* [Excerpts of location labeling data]
━━━━━━━━━━━━━━━━━━━━━━━━━━━━━━

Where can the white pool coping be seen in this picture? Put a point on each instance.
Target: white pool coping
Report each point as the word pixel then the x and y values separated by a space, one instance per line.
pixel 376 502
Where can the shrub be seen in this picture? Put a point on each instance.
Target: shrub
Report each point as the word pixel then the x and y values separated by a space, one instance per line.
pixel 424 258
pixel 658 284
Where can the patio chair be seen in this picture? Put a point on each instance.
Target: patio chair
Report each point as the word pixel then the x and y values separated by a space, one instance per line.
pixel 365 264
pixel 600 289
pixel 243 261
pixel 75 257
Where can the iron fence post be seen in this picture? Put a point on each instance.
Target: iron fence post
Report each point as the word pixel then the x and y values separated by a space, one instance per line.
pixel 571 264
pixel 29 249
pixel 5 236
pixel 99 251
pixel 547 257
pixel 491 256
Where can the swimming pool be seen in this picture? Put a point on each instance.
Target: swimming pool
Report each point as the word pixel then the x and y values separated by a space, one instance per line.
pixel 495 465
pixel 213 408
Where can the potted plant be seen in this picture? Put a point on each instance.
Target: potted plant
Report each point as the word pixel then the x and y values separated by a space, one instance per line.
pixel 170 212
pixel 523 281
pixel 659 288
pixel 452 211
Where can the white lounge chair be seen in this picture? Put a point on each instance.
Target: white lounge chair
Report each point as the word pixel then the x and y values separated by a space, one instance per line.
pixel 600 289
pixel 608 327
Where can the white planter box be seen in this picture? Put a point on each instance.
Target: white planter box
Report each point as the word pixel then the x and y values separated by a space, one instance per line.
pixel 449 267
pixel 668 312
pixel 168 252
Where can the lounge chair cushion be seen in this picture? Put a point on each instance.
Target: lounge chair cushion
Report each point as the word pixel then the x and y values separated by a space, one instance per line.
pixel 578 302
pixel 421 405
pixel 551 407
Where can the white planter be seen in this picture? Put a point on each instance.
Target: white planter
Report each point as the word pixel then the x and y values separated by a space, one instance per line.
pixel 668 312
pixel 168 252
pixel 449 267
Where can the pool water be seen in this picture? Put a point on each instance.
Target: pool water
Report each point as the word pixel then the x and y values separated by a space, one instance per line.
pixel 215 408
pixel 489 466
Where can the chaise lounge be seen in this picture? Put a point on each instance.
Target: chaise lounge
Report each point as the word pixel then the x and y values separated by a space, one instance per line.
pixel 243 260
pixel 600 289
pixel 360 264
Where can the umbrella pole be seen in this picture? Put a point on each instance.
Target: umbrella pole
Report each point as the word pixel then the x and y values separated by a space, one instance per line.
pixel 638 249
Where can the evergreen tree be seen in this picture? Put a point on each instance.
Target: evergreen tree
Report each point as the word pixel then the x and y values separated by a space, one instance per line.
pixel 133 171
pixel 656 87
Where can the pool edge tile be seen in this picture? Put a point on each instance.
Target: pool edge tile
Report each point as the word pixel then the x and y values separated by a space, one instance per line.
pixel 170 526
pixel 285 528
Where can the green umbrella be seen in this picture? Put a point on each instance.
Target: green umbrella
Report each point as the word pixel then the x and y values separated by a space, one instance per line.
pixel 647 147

━━━━━━━━━━━━━━━━━━━━━━━━━━━━━━

* [Problem description] Return exactly the lines from the one containing "Where can the pool edge" to the last line of the data, and nothing more.

* [Answer for the task]
Where can the pool edge tile be seen in this picture? Put a point on each instance.
Target: pool edge tile
Report each point as the word pixel then the x and y values separated by a space, one instance per line.
pixel 170 526
pixel 285 528
Where can the green umbrella be seen in this picture? Put a point on each instance.
Target: green umbrella
Report each point as the word pixel then the x and y values separated by a space, one instance per line.
pixel 647 147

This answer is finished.